• OBJECTIVE:
Please rewrite the records with "white plastic chair" replaced by "plastic garden chair" and everything else left as it is. Leave the pictures out of your answer.

Start

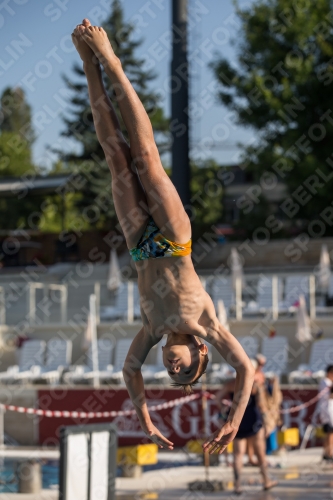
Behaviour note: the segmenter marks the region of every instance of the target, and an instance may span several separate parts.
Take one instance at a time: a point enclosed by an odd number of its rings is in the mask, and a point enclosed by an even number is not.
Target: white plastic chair
[[[101,320],[108,321],[113,319],[122,319],[126,321],[128,316],[128,294],[128,283],[122,283],[116,295],[115,305],[100,307]]]
[[[285,281],[284,299],[279,306],[281,312],[295,312],[299,296],[309,296],[309,276],[287,276]]]
[[[54,338],[46,346],[46,363],[40,373],[35,373],[32,382],[59,384],[64,369],[68,368],[72,359],[72,342]]]
[[[282,283],[278,278],[278,304],[282,300]],[[261,313],[271,312],[273,309],[273,277],[260,276],[257,289],[258,309]]]
[[[280,376],[287,369],[288,363],[288,339],[287,337],[266,337],[262,341],[262,354],[266,357],[263,371],[268,374]]]
[[[308,364],[299,365],[289,375],[289,382],[311,383],[325,376],[326,367],[333,364],[333,339],[317,340],[312,344]]]
[[[235,305],[234,291],[230,277],[216,276],[211,284],[211,295],[217,309],[217,301],[223,300],[226,311],[229,312],[230,307]]]
[[[97,341],[97,356],[98,356],[98,371],[94,371],[92,359],[92,346],[90,344],[85,365],[74,365],[70,367],[70,371],[65,373],[63,378],[68,384],[80,384],[91,382],[98,377],[99,380],[113,373],[111,364],[111,355],[113,344],[109,339],[98,339]]]
[[[259,340],[251,335],[237,337],[238,342],[243,347],[249,358],[255,358],[259,350]]]
[[[157,344],[154,350],[156,351],[155,364],[143,364],[141,370],[143,380],[148,383],[154,380],[161,380],[165,376],[168,376],[168,372],[163,365],[163,351],[161,344]]]
[[[44,340],[26,340],[18,352],[19,364],[0,373],[0,383],[30,382],[44,365],[45,345]]]
[[[123,383],[123,367],[128,350],[133,342],[133,339],[120,339],[116,341],[116,348],[114,354],[114,369],[111,380],[114,382]]]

End

• OUTPUT FOR THIS EXERCISE:
Behaviour note: the segmenter marks the region of every instance of the target, and an instance may span several separate parts.
Take one instance at a time: a point enclosed by an odd number of its rings is in the mask, and a point enclosed by an even number is not.
Target: plastic garden chair
[[[101,320],[108,321],[113,319],[122,319],[126,321],[128,316],[128,294],[128,283],[122,283],[116,295],[115,305],[100,307]]]
[[[285,281],[284,299],[279,306],[281,312],[295,312],[299,296],[309,296],[309,276],[287,276]]]
[[[54,338],[46,346],[46,363],[40,373],[35,373],[32,382],[59,384],[64,369],[68,368],[72,359],[72,342]]]
[[[282,283],[278,278],[278,304],[282,300]],[[261,313],[271,312],[273,309],[273,277],[260,276],[257,289],[258,309]]]
[[[280,376],[287,369],[288,363],[288,339],[287,337],[266,337],[262,341],[262,354],[266,357],[263,371],[268,374]]]
[[[308,364],[299,365],[289,375],[289,382],[311,383],[325,376],[326,367],[333,364],[333,339],[317,340],[312,344]]]
[[[235,305],[234,291],[230,277],[216,276],[211,284],[211,295],[217,309],[217,301],[223,300],[226,311],[229,312],[230,307]]]
[[[97,341],[97,356],[98,356],[98,371],[94,371],[92,359],[92,346],[90,344],[85,365],[74,365],[70,367],[70,371],[65,373],[63,378],[68,384],[80,384],[91,382],[98,377],[99,380],[113,373],[111,364],[111,355],[113,344],[109,339],[98,339]]]
[[[259,340],[251,335],[237,337],[238,342],[243,347],[249,358],[255,358],[259,350]]]
[[[157,344],[154,350],[156,351],[155,364],[143,364],[141,370],[143,380],[148,383],[154,380],[161,380],[165,376],[168,376],[168,372],[163,365],[163,351],[161,344]]]
[[[44,340],[26,340],[18,352],[19,364],[0,373],[0,383],[30,382],[44,365],[45,345]]]
[[[123,383],[123,367],[128,350],[133,342],[133,339],[120,339],[116,341],[116,348],[114,354],[114,369],[111,380],[114,382]]]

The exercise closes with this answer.